§ SET EXERCISE:
Please write out the material below exactly as given.

(Object location annotation data)

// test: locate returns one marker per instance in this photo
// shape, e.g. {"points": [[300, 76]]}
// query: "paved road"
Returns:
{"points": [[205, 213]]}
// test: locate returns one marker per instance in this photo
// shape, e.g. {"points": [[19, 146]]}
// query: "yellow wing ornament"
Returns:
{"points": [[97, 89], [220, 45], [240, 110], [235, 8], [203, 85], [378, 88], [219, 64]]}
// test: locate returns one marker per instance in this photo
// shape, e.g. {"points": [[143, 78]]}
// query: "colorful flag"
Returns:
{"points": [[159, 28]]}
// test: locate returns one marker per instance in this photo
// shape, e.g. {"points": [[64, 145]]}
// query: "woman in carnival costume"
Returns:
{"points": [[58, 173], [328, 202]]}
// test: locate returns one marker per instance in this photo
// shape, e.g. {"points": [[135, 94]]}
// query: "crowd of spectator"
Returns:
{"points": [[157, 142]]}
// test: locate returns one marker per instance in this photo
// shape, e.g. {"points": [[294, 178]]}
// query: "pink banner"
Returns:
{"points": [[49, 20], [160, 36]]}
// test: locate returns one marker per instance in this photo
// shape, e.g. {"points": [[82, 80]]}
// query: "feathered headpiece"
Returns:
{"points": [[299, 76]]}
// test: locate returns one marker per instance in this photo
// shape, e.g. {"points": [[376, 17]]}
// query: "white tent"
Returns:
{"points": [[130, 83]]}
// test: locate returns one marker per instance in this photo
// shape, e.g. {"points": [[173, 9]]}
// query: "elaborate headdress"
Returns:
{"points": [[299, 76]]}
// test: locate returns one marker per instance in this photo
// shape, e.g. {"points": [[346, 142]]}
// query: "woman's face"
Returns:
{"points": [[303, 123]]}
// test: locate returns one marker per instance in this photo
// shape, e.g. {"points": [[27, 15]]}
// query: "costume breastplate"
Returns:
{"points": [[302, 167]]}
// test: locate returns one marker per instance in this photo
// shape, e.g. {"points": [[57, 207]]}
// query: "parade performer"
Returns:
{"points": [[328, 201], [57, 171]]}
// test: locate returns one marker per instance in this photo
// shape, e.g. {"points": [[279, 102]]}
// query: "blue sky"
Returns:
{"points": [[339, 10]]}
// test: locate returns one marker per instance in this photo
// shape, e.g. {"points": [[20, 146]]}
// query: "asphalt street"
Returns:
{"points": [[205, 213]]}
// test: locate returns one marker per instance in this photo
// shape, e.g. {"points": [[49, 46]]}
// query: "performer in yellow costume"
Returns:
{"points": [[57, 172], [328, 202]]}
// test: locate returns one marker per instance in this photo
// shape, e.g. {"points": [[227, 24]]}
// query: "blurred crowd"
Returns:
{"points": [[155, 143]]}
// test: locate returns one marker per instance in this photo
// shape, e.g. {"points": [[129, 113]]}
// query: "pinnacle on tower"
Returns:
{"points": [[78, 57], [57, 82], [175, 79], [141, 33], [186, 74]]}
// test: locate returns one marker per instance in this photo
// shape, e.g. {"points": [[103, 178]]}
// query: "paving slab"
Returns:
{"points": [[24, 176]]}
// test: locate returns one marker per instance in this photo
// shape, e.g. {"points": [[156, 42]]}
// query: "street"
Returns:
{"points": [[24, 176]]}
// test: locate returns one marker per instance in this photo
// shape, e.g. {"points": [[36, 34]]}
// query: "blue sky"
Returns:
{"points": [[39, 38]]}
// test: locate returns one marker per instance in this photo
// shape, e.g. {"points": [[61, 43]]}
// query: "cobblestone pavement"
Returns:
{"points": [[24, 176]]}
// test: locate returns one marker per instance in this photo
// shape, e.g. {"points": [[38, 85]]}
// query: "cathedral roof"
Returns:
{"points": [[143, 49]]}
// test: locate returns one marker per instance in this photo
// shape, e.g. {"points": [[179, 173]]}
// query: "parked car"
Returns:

§ OUTPUT OF THE TASK:
// test: locate returns one marker per instance in this photo
// shape, e.g. {"points": [[300, 76]]}
// query: "paved road"
Returns:
{"points": [[205, 213]]}
// test: locate returns one marker per instance in this photo
// shape, e.g. {"points": [[19, 146]]}
// query: "yellow wing ornament"
Returns:
{"points": [[97, 89], [220, 45], [240, 110], [235, 8], [203, 85], [378, 88], [219, 64]]}
// test: locate returns one marker per instance in this photo
// shape, e.g. {"points": [[143, 78]]}
// query: "colorful flag"
Returns:
{"points": [[159, 28]]}
// test: locate returns one marker per instance in this photo
// shape, e.g. {"points": [[64, 145]]}
// query: "woman in carnival costume"
Returns:
{"points": [[58, 173], [328, 202]]}
// test: locate returns one marker per instance in this photo
// shape, e.g. {"points": [[135, 94]]}
// query: "crowd of spectator"
Returns:
{"points": [[157, 142]]}
// test: locate returns one marker per instance in this photo
// shape, e.g. {"points": [[294, 178]]}
// query: "pink banner"
Returns:
{"points": [[49, 20], [160, 36]]}
// test: locate returns one marker per instance in this photo
// shape, e.g. {"points": [[82, 80]]}
// query: "feathered headpiece"
Returns:
{"points": [[299, 76]]}
// test: locate returns one marker per instance in this photo
// shape, e.g. {"points": [[376, 17]]}
// query: "white tent"
Returns:
{"points": [[130, 83]]}
// test: locate returns one marker per instance in this photo
// shape, e.g. {"points": [[173, 9]]}
// query: "elaborate headdress"
Returns:
{"points": [[299, 76]]}
// test: locate returns one marker per instance in this photo
// shape, e.g. {"points": [[346, 142]]}
// query: "woman's face"
Returns:
{"points": [[303, 123]]}
// test: locate returns one marker per instance in this photo
// shape, e.g. {"points": [[27, 15]]}
// query: "costume breastplate"
Returns:
{"points": [[302, 167]]}
// test: locate returns one marker per instance in this photo
// shape, e.g. {"points": [[57, 207]]}
// query: "parade performer"
Returns:
{"points": [[328, 201], [57, 171]]}
// test: locate returns one marker per instance in this photo
// shape, e.g. {"points": [[279, 102]]}
// query: "blue sky"
Returns:
{"points": [[339, 10]]}
// test: locate returns one marker per instance in this photo
// shape, e.g. {"points": [[20, 146]]}
// query: "asphalt street"
Returns:
{"points": [[205, 213]]}
// test: locate returns one marker per instance in this photo
// shape, e.g. {"points": [[49, 46]]}
// query: "performer in yellow costume"
Returns:
{"points": [[57, 172], [328, 202]]}
// test: locate returns one marker per instance in this photo
// shape, e.g. {"points": [[227, 24]]}
// query: "blurred crowd"
Returns:
{"points": [[155, 143]]}
// test: locate returns one marker per instance in this photo
// shape, e.g. {"points": [[129, 113]]}
// query: "pinnacle on tower"
Returns:
{"points": [[78, 57], [57, 82], [175, 79], [141, 33], [186, 74]]}
// test: locate returns one marker per instance in this photo
// shape, e.g. {"points": [[103, 178]]}
// query: "paving slab"
Returns:
{"points": [[24, 176]]}
// test: locate returns one marker per instance in this photo
// shape, e.g. {"points": [[156, 42]]}
// query: "street"
Returns:
{"points": [[24, 176]]}
// test: locate returns one marker per instance in this photo
// shape, e.g. {"points": [[36, 34]]}
// query: "blue sky"
Returns:
{"points": [[39, 38]]}
// test: locate returns one marker per instance in this photo
// shape, e.g. {"points": [[61, 43]]}
// query: "cobblestone pavement"
Returns:
{"points": [[24, 176]]}
// test: locate returns one marker per instance in this photo
// shape, e.g. {"points": [[38, 85]]}
// query: "cathedral roof"
Returns:
{"points": [[143, 49]]}
// test: locate returns one marker per instance in this photo
// shape, e.g. {"points": [[179, 173]]}
// query: "parked car"
Returns:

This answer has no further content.